Blog do Doutor Fofinho

"Tudo começou há algum tempo atrás na Ilha do Sol..." Há muitos anos eu montei esse blog, dando o nome "Le Cul du Tabou", inspirado por uma amiga, para falar sobre o tabu das coisas. Ganhei muitos seguidores, mas desde 2018 não escrevi mais nele. Estou retomando, agora com novo nome, o "Blog do Doutor Fofinho", muito mais a minha cara, minha identidade. Sejam bem vindos.

Thursday, June 28, 2012

THE BUCETA'S FRONTAL® EXPERIENCE


Era uma vez três bucetas. Perdoem-me, caros leitores, mas não há melhor palavra para utilizar. Na verdade eram quatro. Mas falarei de apenas três, porque a quarta não aceitou participar da experiência. E as outras amigas decidiram respeitar sua decisão.

*Instruções da tarefa*
Por favor, transcreva sem alterações a parte do texto do blog que começa em "Thursday, June 28, 2012" e vai até "respeitar sua decisão.".

*Informações fornecidas*
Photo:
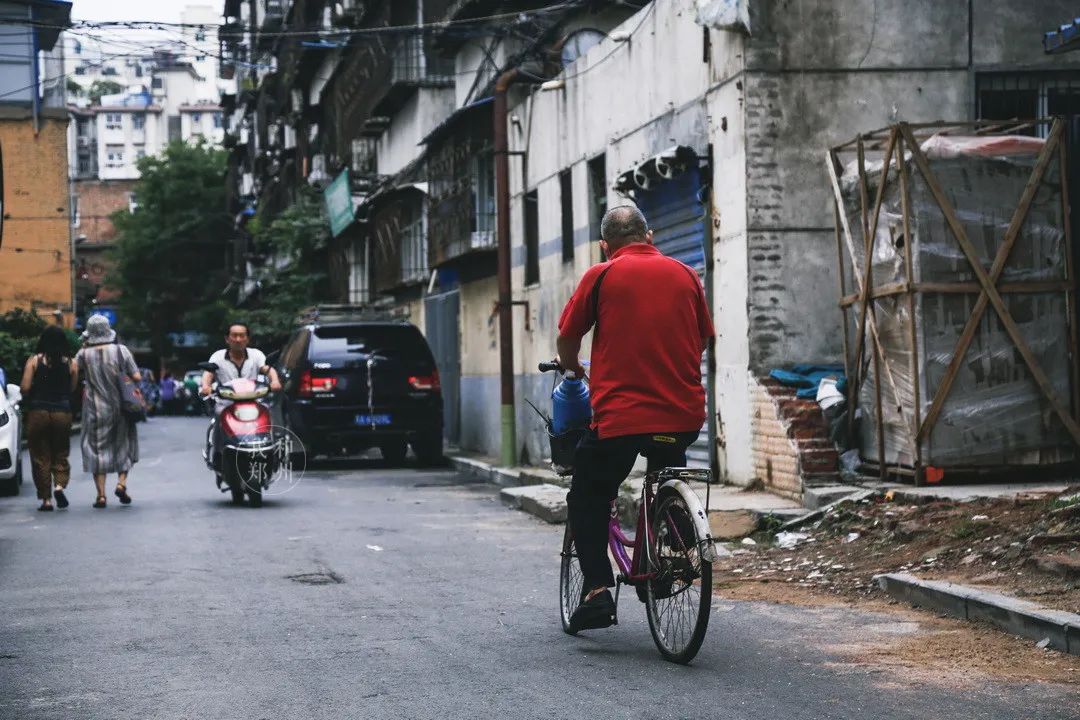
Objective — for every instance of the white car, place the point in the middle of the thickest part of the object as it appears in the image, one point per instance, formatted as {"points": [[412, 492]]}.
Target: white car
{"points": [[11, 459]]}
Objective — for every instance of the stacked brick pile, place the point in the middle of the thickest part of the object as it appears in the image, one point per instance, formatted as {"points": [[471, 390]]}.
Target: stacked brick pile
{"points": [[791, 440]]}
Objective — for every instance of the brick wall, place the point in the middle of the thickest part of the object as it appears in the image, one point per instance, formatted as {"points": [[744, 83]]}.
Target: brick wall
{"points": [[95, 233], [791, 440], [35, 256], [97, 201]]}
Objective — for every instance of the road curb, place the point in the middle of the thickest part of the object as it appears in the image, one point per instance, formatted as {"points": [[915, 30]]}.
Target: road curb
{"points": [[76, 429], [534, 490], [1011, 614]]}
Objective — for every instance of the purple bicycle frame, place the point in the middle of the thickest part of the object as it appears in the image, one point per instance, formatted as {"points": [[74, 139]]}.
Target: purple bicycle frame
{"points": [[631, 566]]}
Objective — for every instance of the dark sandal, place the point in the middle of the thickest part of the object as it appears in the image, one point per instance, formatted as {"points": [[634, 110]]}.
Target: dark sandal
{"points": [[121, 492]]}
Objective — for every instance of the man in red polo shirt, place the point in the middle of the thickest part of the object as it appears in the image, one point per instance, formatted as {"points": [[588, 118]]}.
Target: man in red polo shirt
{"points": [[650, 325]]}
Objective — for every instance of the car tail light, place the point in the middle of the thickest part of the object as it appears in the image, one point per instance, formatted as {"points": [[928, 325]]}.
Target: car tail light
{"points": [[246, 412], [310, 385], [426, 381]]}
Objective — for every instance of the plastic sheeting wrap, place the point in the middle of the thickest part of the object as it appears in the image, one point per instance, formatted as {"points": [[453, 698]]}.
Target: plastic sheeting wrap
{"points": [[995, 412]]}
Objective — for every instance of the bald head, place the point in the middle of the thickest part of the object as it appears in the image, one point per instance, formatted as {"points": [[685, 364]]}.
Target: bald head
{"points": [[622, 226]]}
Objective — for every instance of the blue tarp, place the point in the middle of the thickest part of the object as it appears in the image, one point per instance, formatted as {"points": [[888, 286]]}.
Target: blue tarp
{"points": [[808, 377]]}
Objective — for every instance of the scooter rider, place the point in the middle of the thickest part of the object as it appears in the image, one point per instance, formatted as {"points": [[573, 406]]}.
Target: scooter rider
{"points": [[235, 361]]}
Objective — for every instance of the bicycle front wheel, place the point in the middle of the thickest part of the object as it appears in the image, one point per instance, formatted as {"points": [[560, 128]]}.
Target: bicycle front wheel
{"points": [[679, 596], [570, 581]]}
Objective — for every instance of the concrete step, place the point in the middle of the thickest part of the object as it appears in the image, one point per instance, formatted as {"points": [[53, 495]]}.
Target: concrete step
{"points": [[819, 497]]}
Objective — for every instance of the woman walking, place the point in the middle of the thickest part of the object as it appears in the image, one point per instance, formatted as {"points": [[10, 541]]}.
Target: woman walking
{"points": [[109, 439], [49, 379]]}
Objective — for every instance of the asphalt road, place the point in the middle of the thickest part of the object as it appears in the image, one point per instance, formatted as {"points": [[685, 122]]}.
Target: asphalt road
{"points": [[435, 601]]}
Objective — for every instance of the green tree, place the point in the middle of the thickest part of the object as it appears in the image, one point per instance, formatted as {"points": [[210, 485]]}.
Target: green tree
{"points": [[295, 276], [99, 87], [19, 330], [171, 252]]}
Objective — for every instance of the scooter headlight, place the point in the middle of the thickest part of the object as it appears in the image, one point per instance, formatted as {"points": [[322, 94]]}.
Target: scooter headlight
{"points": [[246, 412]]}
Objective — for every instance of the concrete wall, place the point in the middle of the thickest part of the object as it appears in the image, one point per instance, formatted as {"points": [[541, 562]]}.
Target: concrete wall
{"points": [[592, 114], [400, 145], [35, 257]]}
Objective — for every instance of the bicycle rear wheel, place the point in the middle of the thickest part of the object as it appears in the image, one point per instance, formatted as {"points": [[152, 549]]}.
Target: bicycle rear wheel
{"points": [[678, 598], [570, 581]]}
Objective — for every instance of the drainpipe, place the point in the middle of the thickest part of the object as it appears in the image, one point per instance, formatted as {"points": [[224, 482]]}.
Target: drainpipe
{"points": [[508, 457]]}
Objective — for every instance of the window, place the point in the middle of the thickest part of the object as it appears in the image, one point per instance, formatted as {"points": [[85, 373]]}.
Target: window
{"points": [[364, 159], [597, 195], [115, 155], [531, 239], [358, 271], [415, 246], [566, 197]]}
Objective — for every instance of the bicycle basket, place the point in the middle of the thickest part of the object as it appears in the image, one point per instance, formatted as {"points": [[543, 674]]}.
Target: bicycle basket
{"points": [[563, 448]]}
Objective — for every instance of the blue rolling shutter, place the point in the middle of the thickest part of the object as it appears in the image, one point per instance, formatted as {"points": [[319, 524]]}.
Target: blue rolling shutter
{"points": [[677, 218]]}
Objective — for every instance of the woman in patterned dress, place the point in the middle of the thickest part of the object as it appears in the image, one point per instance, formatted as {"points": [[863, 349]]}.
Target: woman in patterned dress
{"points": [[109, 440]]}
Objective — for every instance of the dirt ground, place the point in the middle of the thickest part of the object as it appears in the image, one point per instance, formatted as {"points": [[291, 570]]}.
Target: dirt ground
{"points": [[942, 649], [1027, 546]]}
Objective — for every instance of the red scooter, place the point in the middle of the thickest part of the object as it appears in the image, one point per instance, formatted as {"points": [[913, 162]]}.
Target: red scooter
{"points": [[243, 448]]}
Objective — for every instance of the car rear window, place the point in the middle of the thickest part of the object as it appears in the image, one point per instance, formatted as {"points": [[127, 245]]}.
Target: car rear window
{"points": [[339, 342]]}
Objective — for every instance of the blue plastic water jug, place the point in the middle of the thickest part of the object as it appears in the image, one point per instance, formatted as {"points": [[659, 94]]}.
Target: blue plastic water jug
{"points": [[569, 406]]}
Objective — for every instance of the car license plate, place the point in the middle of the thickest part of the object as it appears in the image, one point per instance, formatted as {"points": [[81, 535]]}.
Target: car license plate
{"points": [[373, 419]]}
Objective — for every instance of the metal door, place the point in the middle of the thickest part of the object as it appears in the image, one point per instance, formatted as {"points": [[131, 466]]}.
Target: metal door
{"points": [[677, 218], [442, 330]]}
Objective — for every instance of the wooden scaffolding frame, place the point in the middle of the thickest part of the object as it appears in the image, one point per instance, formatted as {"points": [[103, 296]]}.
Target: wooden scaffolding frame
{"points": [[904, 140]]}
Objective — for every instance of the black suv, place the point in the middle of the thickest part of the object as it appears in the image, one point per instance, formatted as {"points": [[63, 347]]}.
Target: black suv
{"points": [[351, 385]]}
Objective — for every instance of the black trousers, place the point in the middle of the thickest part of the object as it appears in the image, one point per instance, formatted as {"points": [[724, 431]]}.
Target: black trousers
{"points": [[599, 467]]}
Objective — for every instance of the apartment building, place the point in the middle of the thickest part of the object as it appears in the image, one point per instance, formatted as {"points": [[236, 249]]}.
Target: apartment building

*Solução da tarefa*
Thursday, June 28, 2012

THE BUCETA'S FRONTAL® EXPERIENCE


Era uma vez três bucetas. Perdoem-me, caros leitores, mas não há melhor palavra para utilizar. Na verdade eram quatro. Mas falarei de apenas três, porque a quarta não aceitou participar da experiência. E as outras amigas decidiram respeitar sua decisão.